GDMPBenchmarker is a class used to run benchmarks for the Gaia Data Mining platform. It provides functionality to run Zeppelin notebooks, collect and validate their results, and generate benchmark reports.
To use the GDMPBenchmarker, first install the requirements:
pip install -r pip-requirements
Optionally, you can install the GDMPBenchmarker:
python3 setup.py install
Or you can use it by just running the gdmp_benchmark.py module
To use the GDMPBenchmarker class, follow these steps:
-
Import the class:
from gdmp_benchmark import GDMPBenchmarker
-
Create an instance of the GDMPBenchmarker class, providing the necessary parameters:
benchmarker = GDMPBenchmarker(userconfig="user_config.json", zeppelin_url="http://localhost:8080") Parameters: ----------- userconfig (optional): Path to the user configuration file in JSON format. If not provided, a default configuration will be used. zeppelin_url (required): The URL of the Zeppelin instance.

Dataset items:
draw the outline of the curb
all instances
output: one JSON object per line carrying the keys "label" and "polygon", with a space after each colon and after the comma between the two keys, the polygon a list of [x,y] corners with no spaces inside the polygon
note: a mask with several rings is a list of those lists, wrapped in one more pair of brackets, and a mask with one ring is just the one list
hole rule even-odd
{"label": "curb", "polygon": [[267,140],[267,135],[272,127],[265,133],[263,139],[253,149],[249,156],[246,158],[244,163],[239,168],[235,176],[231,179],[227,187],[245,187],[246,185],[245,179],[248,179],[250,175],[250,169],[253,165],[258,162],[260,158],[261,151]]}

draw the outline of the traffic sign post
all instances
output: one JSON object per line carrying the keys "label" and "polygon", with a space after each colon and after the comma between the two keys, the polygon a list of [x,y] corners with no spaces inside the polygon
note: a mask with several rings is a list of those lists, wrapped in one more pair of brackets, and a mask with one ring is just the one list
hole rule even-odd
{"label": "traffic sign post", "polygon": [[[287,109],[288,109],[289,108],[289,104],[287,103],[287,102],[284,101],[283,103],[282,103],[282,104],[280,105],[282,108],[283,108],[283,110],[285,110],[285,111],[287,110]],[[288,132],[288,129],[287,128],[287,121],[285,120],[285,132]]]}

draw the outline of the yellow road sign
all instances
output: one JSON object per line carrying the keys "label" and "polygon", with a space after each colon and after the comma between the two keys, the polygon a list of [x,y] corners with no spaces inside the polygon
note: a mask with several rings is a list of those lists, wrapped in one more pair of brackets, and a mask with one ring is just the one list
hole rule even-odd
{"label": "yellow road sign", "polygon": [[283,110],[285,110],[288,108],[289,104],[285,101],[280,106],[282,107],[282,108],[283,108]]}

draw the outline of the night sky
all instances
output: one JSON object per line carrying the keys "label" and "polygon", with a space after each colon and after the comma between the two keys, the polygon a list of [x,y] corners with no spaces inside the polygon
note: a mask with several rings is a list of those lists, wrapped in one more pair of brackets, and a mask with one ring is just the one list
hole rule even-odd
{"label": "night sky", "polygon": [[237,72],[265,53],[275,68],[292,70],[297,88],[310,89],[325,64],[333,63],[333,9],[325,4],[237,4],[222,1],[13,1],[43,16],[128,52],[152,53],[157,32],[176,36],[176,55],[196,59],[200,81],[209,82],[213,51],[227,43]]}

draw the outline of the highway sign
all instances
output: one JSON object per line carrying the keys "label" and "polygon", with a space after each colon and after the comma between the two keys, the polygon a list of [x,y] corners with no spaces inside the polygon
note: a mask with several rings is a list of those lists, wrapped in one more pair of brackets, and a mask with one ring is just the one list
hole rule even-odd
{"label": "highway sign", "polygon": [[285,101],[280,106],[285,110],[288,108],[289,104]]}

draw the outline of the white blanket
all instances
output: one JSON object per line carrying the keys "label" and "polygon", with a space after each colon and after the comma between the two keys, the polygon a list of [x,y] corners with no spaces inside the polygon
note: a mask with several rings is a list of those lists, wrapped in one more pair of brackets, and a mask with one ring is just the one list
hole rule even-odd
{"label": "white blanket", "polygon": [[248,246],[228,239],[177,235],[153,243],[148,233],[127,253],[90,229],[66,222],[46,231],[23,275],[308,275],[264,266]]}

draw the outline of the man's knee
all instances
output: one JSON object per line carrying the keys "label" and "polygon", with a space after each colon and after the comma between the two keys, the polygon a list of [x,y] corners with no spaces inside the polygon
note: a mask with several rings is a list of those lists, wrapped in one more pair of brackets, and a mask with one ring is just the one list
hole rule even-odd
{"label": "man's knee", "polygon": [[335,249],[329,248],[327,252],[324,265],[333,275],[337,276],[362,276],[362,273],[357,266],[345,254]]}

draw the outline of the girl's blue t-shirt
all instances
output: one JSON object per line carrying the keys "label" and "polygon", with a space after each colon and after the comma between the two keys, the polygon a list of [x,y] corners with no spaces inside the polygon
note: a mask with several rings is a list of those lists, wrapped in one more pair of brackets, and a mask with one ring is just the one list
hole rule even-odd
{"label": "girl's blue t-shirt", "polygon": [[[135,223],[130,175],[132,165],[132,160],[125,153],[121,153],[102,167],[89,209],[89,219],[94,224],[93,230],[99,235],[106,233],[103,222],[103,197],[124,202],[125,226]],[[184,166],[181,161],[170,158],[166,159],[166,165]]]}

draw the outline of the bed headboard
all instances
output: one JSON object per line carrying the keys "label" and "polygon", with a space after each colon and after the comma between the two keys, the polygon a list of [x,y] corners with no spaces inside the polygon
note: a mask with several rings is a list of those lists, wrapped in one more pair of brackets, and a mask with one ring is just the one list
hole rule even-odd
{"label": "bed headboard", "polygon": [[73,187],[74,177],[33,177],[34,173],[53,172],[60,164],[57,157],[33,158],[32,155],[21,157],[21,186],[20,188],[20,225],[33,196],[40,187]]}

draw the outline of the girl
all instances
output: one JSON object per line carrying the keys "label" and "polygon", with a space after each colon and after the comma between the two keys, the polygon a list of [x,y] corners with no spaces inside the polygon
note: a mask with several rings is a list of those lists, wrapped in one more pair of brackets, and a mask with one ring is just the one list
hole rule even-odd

WHAT IS REQUIRED:
List every file name that appears in the GDMPBenchmarker guide. The records have no connection to the GDMPBenchmarker guide.

FINISHED ANSWER:
pip-requirements
setup.py
gdmp_benchmark.py
user_config.json